Pointing dataset records
..............................
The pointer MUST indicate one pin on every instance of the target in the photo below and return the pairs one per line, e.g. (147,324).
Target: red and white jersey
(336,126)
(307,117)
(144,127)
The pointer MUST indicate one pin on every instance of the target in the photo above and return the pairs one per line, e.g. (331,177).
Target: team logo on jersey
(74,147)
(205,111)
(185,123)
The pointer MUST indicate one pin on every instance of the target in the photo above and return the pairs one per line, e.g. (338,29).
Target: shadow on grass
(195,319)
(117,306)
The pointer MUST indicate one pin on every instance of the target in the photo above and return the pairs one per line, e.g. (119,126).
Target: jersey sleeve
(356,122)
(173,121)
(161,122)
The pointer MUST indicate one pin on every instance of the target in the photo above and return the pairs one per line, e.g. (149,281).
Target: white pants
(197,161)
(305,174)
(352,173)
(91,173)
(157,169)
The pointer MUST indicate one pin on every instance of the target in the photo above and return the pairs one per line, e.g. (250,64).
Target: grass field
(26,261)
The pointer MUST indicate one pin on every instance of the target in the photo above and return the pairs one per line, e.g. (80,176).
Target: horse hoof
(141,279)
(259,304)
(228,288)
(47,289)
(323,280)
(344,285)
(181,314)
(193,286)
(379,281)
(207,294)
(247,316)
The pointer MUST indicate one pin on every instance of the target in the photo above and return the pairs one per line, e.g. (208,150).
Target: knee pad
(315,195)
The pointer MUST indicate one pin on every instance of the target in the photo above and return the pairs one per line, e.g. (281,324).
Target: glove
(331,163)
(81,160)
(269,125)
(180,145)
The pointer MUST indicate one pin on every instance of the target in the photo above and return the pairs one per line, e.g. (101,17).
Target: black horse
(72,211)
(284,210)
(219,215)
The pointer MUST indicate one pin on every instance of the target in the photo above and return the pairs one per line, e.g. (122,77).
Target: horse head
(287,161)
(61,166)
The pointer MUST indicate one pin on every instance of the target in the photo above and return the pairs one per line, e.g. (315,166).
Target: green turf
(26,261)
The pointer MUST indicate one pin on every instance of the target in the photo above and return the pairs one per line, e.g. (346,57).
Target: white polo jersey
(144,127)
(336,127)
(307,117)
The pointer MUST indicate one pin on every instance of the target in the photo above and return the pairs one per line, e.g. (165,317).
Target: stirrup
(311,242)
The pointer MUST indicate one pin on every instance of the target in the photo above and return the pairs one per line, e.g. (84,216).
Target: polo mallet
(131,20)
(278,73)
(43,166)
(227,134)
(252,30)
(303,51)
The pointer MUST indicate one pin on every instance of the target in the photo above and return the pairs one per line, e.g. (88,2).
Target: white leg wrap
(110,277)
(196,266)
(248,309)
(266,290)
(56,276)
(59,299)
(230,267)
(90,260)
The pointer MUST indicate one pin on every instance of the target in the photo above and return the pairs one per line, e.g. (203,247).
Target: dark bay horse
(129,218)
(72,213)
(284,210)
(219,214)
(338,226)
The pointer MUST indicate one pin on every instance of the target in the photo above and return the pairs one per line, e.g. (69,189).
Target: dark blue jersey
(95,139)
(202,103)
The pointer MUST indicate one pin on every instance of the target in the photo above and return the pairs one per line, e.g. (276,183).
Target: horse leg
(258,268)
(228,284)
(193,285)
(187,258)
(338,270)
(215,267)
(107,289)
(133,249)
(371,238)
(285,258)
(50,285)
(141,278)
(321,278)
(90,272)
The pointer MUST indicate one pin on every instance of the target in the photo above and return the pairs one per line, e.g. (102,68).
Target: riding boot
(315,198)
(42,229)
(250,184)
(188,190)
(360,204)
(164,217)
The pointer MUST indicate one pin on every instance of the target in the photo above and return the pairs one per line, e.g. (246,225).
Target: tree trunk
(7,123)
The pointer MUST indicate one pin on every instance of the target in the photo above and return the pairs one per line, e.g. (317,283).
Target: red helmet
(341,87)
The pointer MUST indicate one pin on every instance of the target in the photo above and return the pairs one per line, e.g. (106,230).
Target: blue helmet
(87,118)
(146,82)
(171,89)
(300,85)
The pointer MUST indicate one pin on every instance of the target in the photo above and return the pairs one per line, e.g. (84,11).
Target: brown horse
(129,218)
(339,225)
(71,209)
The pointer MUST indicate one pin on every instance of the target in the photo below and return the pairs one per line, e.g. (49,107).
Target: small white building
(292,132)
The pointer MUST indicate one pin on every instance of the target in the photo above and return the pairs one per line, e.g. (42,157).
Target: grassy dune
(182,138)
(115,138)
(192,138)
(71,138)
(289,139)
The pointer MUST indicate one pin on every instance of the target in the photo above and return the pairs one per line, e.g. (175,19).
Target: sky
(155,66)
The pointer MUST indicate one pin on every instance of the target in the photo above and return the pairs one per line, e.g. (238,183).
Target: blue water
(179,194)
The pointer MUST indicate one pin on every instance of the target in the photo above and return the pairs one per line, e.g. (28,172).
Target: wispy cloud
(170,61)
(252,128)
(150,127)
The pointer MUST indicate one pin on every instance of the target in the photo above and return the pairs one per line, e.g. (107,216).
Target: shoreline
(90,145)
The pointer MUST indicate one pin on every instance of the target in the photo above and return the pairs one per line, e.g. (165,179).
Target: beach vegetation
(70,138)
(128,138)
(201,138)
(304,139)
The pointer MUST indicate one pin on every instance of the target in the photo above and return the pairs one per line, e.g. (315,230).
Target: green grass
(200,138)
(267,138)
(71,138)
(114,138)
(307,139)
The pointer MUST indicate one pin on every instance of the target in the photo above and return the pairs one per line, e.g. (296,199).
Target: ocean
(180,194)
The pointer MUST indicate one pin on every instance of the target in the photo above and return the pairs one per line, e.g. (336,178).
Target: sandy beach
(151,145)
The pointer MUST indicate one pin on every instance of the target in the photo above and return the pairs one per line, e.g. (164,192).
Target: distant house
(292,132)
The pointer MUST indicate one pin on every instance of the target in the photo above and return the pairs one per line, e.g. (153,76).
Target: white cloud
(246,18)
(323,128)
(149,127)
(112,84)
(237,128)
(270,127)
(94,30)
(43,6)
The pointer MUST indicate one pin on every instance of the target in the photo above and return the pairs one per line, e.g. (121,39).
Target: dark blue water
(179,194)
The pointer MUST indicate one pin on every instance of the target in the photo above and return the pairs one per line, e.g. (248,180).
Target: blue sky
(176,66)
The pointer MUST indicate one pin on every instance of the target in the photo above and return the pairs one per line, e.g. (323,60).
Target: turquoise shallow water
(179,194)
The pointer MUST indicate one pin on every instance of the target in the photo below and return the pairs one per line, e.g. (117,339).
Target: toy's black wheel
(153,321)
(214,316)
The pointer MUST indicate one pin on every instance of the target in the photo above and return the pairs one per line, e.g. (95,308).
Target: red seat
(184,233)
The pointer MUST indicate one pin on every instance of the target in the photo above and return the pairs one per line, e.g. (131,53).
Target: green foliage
..............................
Aim
Reproduce the records starting with the line containing "line, e.g. (323,60)." and continuing through the last line of the records, both ends included, requests and all. Multiply each coordinate in the answers by 2.3 and round to whole numbers, halves up, leaving the coordinates inside the requests and their sample pairs unchanged.

Output for this task
The pointer MUST indicate one pin on every instance of the target in the photo above and return the pairs one per line, e.g. (323,60).
Target: turquoise shallow water
(412,446)
The pointer MUST indicate one pin on every instance of the target in the photo below and return the pairs one per line, e.g. (117,339).
Target: toy's black wheel
(352,738)
(492,727)
The pointer MUST indicate one pin on every instance of the target in the photo above and return the pairs one per line, e.g. (95,308).
Target: red seat
(423,536)
The pointer MUST indicate one pin on every instance of the target in the photo above and return the pairs one per line, e.g. (131,53).
Target: green foliage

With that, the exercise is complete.